Start of Material provided
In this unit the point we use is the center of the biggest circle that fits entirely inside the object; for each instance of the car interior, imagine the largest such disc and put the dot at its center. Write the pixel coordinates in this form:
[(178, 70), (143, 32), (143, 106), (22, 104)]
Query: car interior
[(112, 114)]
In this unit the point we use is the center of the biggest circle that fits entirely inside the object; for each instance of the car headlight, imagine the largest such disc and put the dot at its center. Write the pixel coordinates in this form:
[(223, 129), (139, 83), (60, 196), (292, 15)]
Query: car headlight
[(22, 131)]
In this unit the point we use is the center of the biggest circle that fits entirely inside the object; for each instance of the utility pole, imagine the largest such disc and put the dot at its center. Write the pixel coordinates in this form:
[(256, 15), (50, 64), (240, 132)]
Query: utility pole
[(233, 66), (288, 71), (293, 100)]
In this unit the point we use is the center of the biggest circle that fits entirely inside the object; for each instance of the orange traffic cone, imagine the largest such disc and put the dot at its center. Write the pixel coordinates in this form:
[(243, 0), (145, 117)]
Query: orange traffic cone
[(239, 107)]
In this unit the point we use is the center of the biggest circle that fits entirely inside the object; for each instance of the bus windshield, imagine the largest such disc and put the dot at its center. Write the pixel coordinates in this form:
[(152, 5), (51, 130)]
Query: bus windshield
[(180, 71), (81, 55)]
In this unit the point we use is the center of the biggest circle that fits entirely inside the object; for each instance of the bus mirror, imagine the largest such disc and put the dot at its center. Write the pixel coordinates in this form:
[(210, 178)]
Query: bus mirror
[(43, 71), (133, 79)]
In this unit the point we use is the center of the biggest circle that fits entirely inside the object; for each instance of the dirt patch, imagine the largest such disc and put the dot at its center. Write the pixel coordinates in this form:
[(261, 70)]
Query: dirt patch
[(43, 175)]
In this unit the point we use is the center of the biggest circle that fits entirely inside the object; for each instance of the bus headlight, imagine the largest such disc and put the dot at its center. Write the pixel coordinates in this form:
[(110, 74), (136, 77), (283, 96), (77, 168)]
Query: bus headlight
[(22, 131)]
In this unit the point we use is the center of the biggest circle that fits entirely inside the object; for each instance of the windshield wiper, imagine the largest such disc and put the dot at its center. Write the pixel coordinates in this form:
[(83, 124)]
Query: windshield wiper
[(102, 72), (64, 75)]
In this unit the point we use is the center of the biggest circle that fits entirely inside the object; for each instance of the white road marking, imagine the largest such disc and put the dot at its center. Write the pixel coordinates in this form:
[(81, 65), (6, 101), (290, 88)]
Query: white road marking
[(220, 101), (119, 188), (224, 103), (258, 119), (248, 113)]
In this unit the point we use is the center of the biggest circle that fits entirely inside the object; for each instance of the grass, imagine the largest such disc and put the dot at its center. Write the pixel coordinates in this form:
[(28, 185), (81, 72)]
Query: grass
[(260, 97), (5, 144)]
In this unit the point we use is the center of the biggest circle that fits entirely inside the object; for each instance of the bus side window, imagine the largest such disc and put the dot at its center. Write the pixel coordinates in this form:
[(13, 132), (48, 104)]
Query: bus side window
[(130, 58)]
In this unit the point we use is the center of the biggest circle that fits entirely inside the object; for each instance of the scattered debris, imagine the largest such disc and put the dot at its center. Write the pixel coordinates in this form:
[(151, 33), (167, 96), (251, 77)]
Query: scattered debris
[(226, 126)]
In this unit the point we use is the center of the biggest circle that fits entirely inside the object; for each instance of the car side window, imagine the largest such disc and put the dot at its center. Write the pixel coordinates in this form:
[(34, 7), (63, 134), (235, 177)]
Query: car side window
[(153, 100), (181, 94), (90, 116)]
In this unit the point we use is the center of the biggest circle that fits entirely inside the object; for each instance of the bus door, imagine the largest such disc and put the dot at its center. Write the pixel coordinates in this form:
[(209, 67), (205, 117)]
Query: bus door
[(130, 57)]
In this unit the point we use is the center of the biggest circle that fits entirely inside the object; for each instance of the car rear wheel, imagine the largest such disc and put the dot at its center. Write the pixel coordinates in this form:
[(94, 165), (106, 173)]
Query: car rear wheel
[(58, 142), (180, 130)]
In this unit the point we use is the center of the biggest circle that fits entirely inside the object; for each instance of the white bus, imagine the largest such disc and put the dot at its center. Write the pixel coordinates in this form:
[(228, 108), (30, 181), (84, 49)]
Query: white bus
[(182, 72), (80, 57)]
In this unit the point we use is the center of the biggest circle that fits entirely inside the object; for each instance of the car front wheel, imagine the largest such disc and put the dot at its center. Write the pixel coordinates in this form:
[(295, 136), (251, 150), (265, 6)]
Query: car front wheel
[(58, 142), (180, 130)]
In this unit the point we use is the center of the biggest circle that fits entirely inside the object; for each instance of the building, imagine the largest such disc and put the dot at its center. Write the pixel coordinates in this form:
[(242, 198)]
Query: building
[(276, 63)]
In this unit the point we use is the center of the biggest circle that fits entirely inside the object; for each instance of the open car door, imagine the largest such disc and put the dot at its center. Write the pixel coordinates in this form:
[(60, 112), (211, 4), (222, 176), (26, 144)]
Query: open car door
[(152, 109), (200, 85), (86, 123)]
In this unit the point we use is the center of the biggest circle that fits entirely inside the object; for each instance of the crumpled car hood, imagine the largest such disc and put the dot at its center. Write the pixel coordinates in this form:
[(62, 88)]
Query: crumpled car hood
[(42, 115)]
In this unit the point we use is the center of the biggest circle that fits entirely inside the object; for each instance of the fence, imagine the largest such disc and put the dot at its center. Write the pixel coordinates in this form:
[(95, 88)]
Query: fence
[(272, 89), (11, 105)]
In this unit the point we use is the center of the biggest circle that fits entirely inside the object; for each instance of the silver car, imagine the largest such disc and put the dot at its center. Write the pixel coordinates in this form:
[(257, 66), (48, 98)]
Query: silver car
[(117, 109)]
End of Material provided
§ Task details
Copy exactly the line that contains "the fence, imagine" and every line after it through the end of the entries, with nothing added.

§ Task response
In this unit the point we use is the center of the biggest circle that fits entirely inside the object; for each instance of the fence, imagine the largest such disc and put the dot at its center. Write the pixel coordinates in this form:
[(95, 88)]
Query: fence
[(272, 89), (11, 105)]
In this unit the point we use is the center of the biggest circle that fits entirely inside the object; for each instance of the silver car, imagine the largest such disc and put the dot at its center. Write the pixel coordinates in this form:
[(257, 66), (48, 98)]
Query: silver car
[(117, 109)]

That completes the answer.